[Collected data]
╭──
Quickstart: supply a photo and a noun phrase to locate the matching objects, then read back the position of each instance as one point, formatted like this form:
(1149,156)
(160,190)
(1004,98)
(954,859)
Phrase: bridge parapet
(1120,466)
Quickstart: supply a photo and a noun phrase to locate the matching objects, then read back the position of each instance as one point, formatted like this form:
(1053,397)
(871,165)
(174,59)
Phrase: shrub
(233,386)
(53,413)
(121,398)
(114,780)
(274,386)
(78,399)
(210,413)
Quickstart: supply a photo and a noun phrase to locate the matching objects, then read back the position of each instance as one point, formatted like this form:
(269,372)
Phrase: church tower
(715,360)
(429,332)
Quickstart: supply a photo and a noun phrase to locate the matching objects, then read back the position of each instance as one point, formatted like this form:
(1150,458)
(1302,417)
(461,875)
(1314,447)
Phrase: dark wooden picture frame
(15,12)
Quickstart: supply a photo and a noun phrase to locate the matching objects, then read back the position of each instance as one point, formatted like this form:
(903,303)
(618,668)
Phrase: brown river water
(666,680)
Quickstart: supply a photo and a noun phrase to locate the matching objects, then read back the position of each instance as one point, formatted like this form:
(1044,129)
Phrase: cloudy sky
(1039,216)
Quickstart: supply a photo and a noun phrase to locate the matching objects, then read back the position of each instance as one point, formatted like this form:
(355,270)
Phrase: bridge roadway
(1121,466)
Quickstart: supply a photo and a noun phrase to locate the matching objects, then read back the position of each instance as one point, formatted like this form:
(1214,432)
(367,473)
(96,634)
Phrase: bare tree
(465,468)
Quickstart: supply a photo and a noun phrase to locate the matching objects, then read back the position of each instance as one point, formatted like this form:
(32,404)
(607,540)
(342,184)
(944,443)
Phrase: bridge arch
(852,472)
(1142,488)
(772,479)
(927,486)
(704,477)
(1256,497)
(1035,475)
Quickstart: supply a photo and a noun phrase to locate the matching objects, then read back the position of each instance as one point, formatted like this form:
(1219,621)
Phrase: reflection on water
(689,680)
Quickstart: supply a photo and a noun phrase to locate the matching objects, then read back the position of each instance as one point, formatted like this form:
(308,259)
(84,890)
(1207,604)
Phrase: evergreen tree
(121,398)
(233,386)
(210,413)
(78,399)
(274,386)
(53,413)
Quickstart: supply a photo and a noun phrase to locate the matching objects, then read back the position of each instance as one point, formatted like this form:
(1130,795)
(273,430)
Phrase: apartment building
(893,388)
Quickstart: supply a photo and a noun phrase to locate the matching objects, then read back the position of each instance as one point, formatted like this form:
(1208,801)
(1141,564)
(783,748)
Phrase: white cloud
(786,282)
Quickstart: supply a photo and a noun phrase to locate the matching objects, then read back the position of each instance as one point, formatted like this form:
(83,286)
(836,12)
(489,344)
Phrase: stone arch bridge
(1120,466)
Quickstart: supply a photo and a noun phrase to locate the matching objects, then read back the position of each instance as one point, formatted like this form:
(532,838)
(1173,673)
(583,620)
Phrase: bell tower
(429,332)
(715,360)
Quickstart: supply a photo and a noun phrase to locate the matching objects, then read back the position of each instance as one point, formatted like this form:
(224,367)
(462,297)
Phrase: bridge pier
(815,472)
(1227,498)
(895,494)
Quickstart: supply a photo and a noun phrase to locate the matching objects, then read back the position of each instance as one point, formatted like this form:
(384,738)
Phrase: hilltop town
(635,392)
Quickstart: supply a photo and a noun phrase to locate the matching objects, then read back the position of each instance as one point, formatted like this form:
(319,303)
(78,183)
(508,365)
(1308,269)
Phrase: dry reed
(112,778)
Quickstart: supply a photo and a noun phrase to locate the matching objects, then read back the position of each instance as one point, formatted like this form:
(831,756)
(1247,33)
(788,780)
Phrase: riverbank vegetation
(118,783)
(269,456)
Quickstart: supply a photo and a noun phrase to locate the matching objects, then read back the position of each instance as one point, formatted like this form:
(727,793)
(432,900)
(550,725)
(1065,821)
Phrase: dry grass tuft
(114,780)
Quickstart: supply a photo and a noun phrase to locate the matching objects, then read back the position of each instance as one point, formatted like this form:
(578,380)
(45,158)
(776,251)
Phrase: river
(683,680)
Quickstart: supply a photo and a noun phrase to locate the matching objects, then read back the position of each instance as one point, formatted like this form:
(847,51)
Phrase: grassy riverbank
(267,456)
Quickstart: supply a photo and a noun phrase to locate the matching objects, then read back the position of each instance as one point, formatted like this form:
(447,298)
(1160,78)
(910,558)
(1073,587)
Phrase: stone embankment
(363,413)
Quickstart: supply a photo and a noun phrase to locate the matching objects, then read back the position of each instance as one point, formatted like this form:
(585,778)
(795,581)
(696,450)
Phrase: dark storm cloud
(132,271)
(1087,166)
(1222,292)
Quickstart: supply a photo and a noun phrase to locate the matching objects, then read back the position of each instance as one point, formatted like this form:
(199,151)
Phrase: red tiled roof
╰──
### EXERCISE
Every line of the material must be returned exactly as it appears.

### ANSWER IN FULL
Quickstart: supply a photo and a noun phrase to locate the matching objects, then read back the position of each instance as one point, formatted like this form:
(1149,156)
(160,190)
(1004,98)
(954,859)
Phrase: bridge parapet
(1120,466)
Quickstart: supply a photo and a noun phrase to locate the matching objects, then read back the position of each instance as one point, formatted like this form:
(1053,397)
(871,165)
(174,59)
Phrase: shrub
(233,386)
(53,413)
(121,398)
(114,780)
(274,386)
(78,399)
(210,413)
Quickstart: supply a photo and a noun phrase to locate the matching objects, then read back the position of each instance as one point, formatted like this form:
(269,372)
Phrase: church tower
(715,360)
(429,332)
Quickstart: supply a photo and a noun phrase to locate the matching objects, then read back the position of each instance as one point, formatted like this form:
(1150,458)
(1302,417)
(461,875)
(1314,447)
Phrase: dark wooden picture frame
(15,12)
Quickstart: supply a photo and a noun phrase to locate the matching objects, then read back the position of each instance as one point, formatted like this form:
(903,303)
(618,668)
Phrase: brown river water
(666,680)
Quickstart: supply a photo and a noun phrase to locate the matching objects, then read back the position of each instance as one point, formatted like this form:
(1044,129)
Phrase: cloudy sky
(1039,216)
Quickstart: supply a photo and a noun phrase to locate the matching objects, then read back the position of each instance as one point, formatted like this form:
(355,270)
Phrase: bridge roadway
(1121,466)
Quickstart: supply a photo and a noun phrase to locate the matching objects, then read back the position of each instance as one point, formatted like this form:
(1214,432)
(367,473)
(96,634)
Phrase: bare tree
(465,468)
Quickstart: supply a photo and a noun phrase to locate the matching objects, then read back the position of each instance as one point, formatted like this form:
(32,404)
(607,540)
(342,184)
(944,443)
Phrase: bridge arch
(852,472)
(1142,488)
(772,479)
(927,486)
(704,477)
(1256,497)
(1035,475)
Quickstart: supply a photo and a noun phrase to locate the matching objects, then read back the position of each instance as one point, formatted like this form:
(1219,621)
Phrase: reflection on water
(689,680)
Quickstart: supply a photo and a noun phrase to locate the matching objects, then read back the position of each instance as one point, formatted like this form:
(308,259)
(84,890)
(1207,604)
Phrase: evergreen tree
(121,398)
(233,386)
(210,413)
(78,399)
(274,386)
(53,413)
Quickstart: supply a photo and a noun phrase to locate the matching objects, then read back the position of each instance as one point, formatted like this form:
(1130,795)
(273,430)
Phrase: apartment building
(893,388)
Quickstart: supply a photo and a noun phrase to locate the matching objects, then read back the position of each instance as one point, formatted like this form:
(1208,801)
(1141,564)
(783,748)
Phrase: white cloud
(786,282)
Quickstart: supply a photo and a noun phrase to locate the matching objects, then read back the position of each instance as one point, formatted like this form:
(83,286)
(836,12)
(489,344)
Phrase: stone arch bridge
(1120,466)
Quickstart: supply a photo and a noun phrase to locate the matching objects, then read back the position of each instance as one point, formatted like this form:
(532,838)
(1173,673)
(583,620)
Phrase: bell tower
(429,332)
(715,360)
Quickstart: supply a photo and a noun phrase to locate the matching objects, then read back the position of each instance as one point, formatted like this form:
(224,367)
(462,297)
Phrase: bridge pier
(815,472)
(1227,498)
(895,494)
Quickstart: supply a photo and a noun phrase to locate the matching objects, then read back the position of each instance as one point, formatted like this form:
(384,738)
Phrase: hilltop town
(635,392)
Quickstart: supply a photo and a noun phrase to locate the matching objects, then read back the position of each instance as one point, formatted like this form:
(319,303)
(78,183)
(508,365)
(1308,269)
Phrase: dry reed
(112,778)
Quickstart: supply a photo and a noun phrase to locate the matching objects, then read back the position of each instance as one point, formatted like this form:
(831,756)
(1247,33)
(788,780)
Phrase: riverbank vegetation
(118,783)
(269,456)
Quickstart: supply a photo and a noun phrase to locate the matching objects, then read back the position of each instance as one point, formatted like this form:
(727,793)
(432,900)
(550,725)
(1065,821)
Phrase: dry grass tuft
(114,780)
Quickstart: supply a photo and a noun phrase to locate the matching objects, then read back the position of each instance as one point, formatted like this form:
(578,380)
(45,158)
(776,251)
Phrase: river
(683,680)
Quickstart: supply a photo and a noun phrase to locate the matching objects, then read back the position of each instance as one point, formatted like this form:
(847,51)
Phrase: grassy riverbank
(267,456)
Quickstart: supply a photo and a noun phrase to locate the matching objects, then read back the position of each instance as one point, formatted like this form:
(447,298)
(1160,78)
(910,558)
(1073,587)
Phrase: stone embankment
(363,413)
Quickstart: supply a photo and a noun phrase to locate the matching objects, then read back the position of each instance as one point, formatted like this form:
(585,778)
(795,581)
(696,450)
Phrase: dark storm cloud
(132,271)
(1087,166)
(1222,292)
Quickstart: supply a photo and a noun phrase to locate the matching objects, then read back the position of each instance as one point, formatted like this form:
(199,151)
Phrase: red tiled roof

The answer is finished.